▶ WHAT IS ASKED
**a.** Swap "crafted" for "built" and reproduce the RPG discussion from "I cannot comment" up to and including "they are crafted.".
**b.** Answer these questions about the RPG discussion:
(i) In FATE, what counts as an attack?
(ii) Which two games are cited as examples of a long, tedious endgame with most of the players eliminated?
(iii) According to the discussion, why is character death a real pain in Rolemaster?

I can definitely see a few RPGs out there lately that aren’t so tightly wrapped around physical combat and death… but the other big one I can think of is FATE, where an attack is any form of confrontation, including a purely social argument. Just depends on which skill you’re using to make the attack action.

Still confrontational, but not in the sense you list for other American games (or other standard RPGs). And, it’s authored by Americans. But I think it’s hard to truly generalize with the RPGs as it is compared to board games. There’s definitely trends in Eurogames away from needless complexity, which is the opposite that I usually see in American games. But I don’t see any true common thread there with European vs American RPGs. Less complexity seems to me to come from both sides of the Atlantic … as do complex RPGs.

    comments user
    Peter R.

    I agree, I was just curious as to whether we are going to see more of this trend filter into RPGs in the future.

comments user
Timothy Newman

One big characteristic of nearly any Eurogame is that it’s not as open-ended in how long it plays as some American ones. There’s no long tedious endgame with most of the players eliminated as can happen with Monopoly (a US game that isn’t conflict) or Risk, say. That’s perhaps less obviously adaptable to RPGs, though I think it’s not a bad thing to keep in mind when planning adventures – Paizo’s Adventure Paths seem popular enough, and early D&D certainly seemed to assume that ‘Name Level’ was a time to retire a character. The are Eurogames with player elimination, but those tend to be short and immediately replayable.
This management of time and the ‘keeping people involved’ aspect are probably the most significant things that RPGs often forget. D&D is a classic example, 3e for instance where eliminating players from large parts of play or making their involvement far less significant is/was common, 4e having the long combats that don’t end satisfactorily when they’re won but instead grind down slowly – something GMs should remember.

comments user
Peter R.

I cannot comment on D&D but with Rolemaster, character death is a real pain due to the time required to create a new one. The are not simply rolled up, they are crafted.

▶ RECORDED DATA
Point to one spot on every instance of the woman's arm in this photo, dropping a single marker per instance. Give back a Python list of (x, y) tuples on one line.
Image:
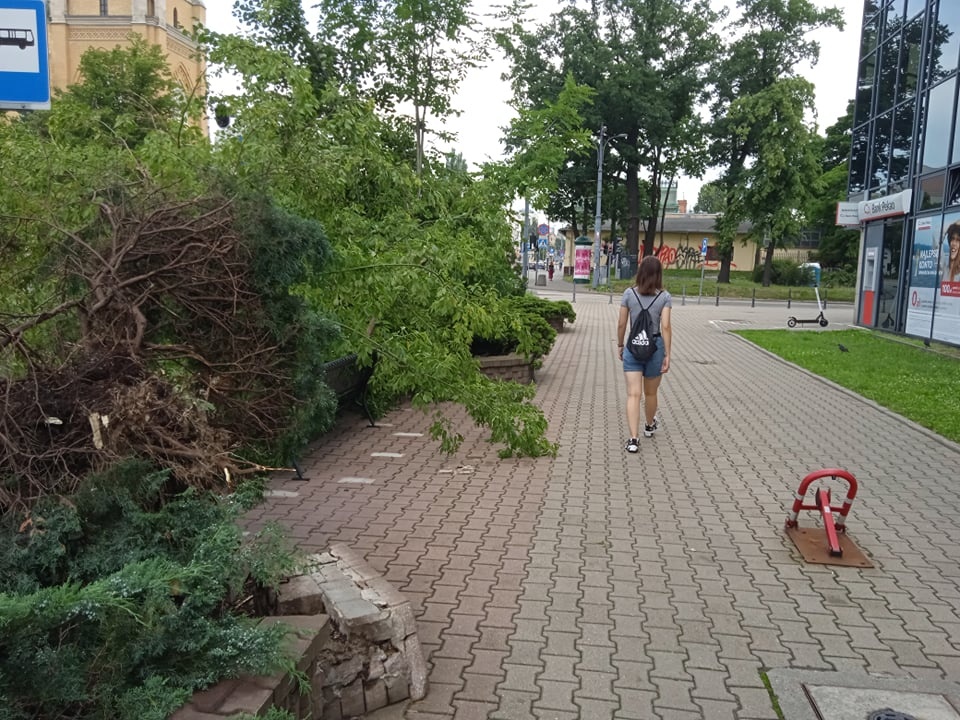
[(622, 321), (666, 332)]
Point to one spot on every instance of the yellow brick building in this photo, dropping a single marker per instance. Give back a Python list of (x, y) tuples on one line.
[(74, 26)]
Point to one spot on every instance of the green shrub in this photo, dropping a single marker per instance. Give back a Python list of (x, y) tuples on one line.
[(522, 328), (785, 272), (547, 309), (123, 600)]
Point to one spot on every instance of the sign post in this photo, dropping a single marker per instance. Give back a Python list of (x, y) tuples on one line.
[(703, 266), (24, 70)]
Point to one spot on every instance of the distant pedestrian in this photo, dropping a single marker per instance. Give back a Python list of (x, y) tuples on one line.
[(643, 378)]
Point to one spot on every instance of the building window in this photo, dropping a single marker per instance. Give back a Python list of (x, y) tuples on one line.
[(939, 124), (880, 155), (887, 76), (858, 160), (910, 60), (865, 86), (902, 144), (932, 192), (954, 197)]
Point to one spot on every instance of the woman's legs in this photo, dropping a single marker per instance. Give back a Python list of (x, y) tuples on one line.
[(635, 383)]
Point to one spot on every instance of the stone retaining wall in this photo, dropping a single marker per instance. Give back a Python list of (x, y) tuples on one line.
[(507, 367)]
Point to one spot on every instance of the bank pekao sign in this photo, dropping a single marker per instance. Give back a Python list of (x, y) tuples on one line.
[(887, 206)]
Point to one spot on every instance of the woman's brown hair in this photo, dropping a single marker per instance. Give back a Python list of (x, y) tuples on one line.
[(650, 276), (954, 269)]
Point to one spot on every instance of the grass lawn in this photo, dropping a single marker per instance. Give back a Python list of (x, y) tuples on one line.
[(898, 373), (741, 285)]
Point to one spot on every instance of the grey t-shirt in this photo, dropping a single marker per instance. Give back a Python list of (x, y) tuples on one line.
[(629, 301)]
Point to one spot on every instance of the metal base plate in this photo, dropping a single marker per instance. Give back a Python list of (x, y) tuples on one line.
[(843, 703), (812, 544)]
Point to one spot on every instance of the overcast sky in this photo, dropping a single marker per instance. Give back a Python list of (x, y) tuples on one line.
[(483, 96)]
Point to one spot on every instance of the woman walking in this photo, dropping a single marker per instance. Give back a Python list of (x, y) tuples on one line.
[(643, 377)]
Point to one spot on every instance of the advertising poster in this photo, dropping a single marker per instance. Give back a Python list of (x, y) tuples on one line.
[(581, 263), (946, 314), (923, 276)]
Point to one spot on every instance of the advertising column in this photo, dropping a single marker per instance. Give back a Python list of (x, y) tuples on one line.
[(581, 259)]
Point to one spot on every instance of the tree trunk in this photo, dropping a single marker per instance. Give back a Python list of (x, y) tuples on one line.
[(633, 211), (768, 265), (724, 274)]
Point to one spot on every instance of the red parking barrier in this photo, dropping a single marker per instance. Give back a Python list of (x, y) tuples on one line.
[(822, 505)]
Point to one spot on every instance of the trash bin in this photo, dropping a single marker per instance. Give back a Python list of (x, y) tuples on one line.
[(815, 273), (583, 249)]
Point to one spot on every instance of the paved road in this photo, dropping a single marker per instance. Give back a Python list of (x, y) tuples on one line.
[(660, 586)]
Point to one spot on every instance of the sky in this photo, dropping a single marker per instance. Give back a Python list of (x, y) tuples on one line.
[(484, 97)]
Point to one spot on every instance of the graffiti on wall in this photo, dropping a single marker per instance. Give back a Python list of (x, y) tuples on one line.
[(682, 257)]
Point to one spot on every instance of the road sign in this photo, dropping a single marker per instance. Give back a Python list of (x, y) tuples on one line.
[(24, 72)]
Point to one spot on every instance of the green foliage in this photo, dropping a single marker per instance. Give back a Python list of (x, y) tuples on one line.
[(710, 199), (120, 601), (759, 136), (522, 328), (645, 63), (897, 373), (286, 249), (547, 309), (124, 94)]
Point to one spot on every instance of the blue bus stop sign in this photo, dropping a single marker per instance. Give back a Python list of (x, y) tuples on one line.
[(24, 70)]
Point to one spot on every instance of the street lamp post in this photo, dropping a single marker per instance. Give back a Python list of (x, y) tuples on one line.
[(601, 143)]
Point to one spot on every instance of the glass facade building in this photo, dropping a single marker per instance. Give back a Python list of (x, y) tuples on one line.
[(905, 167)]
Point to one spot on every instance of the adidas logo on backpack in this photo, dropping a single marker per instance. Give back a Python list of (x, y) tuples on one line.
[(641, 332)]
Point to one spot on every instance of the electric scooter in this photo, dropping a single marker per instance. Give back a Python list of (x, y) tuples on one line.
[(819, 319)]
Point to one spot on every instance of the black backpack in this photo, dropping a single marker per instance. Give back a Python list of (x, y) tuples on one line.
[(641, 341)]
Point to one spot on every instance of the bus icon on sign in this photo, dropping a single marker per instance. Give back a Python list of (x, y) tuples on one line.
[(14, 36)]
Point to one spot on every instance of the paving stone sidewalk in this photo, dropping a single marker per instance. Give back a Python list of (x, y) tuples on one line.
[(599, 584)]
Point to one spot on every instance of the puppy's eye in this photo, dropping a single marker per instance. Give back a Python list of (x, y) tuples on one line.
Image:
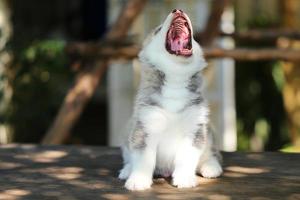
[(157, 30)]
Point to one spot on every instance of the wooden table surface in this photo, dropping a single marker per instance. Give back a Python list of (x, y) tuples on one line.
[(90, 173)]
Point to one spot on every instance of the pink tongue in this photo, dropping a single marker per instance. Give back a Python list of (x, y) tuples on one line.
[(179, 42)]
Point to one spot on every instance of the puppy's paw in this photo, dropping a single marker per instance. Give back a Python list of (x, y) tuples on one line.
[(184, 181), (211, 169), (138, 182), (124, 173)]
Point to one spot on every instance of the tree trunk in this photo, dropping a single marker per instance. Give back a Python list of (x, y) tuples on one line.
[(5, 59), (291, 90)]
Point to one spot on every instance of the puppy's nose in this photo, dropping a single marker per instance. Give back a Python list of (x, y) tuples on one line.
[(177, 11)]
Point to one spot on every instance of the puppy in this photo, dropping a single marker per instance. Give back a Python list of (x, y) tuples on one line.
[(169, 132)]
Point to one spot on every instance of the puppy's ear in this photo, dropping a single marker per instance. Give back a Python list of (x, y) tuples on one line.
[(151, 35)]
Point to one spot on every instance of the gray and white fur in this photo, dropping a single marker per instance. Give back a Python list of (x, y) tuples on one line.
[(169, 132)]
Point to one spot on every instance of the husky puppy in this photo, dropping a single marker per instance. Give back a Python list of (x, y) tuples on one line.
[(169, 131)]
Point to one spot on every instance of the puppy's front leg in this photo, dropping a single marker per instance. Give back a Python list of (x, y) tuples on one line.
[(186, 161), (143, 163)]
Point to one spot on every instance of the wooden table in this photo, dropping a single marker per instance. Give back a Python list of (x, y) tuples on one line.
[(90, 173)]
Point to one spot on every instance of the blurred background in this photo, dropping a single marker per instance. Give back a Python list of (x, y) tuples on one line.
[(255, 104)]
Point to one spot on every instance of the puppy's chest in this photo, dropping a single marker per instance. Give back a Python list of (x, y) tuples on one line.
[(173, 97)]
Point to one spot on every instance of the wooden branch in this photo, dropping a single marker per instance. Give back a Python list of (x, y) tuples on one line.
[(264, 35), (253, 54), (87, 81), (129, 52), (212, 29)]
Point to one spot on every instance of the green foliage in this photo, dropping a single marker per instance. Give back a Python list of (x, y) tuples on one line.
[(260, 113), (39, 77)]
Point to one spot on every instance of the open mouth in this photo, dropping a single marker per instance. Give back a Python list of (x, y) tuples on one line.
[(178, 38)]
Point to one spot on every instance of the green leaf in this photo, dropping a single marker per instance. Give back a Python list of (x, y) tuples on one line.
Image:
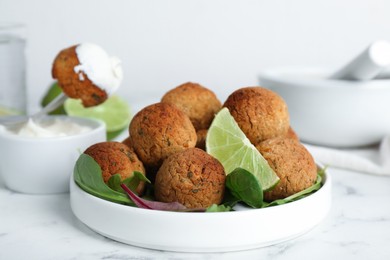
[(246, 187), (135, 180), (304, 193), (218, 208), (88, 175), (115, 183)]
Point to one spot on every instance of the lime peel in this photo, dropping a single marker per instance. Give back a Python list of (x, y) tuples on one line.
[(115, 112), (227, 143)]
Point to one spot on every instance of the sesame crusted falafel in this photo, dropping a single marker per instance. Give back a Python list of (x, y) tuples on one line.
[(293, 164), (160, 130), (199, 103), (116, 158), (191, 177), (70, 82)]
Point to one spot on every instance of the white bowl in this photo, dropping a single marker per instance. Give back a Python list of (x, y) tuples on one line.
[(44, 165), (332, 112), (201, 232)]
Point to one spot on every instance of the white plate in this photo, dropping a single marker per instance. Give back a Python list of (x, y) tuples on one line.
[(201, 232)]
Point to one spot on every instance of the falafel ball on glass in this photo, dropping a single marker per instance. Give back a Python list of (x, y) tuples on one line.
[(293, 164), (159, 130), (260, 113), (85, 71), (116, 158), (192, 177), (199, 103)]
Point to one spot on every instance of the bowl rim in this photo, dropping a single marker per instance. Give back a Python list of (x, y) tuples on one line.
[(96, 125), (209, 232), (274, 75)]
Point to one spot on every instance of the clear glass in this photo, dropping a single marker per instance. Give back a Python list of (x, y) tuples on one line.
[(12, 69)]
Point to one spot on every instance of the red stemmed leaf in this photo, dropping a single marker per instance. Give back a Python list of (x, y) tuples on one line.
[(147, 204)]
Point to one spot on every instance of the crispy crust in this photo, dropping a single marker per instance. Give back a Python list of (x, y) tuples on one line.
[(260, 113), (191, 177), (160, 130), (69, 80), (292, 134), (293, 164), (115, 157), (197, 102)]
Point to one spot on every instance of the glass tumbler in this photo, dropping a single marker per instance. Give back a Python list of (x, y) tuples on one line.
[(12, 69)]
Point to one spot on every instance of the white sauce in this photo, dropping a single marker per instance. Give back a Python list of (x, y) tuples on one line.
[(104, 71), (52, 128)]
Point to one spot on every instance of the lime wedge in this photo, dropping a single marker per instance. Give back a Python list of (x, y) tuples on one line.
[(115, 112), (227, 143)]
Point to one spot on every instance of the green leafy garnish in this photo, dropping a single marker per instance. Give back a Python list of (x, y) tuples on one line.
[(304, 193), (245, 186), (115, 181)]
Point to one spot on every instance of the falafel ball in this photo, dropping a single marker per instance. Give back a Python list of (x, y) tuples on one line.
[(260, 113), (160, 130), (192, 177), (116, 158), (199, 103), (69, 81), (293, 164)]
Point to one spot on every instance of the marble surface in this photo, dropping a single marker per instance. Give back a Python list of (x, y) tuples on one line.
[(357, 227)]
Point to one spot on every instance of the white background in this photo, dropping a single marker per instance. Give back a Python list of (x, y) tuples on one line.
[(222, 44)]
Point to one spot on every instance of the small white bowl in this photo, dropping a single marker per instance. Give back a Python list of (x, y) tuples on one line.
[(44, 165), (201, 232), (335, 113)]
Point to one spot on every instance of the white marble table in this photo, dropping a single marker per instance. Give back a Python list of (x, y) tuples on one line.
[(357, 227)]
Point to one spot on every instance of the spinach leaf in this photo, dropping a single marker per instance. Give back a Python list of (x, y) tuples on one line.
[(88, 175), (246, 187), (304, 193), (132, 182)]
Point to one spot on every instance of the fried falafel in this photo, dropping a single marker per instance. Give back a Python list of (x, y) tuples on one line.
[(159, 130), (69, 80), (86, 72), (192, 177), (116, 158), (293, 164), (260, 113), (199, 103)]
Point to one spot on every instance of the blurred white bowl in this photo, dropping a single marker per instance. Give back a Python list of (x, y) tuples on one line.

▶ EXERCISE SOLUTIONS
**a.**
I cannot comment on D&D but with Rolemaster, character death is a real pain due to the time required to create a new one. The are not simply rolled up, they are built.

**b.**
(i) Any form of confrontation, including a purely social argument.
(ii) Monopoly and Risk.
(iii) Because of the time required to create a new character.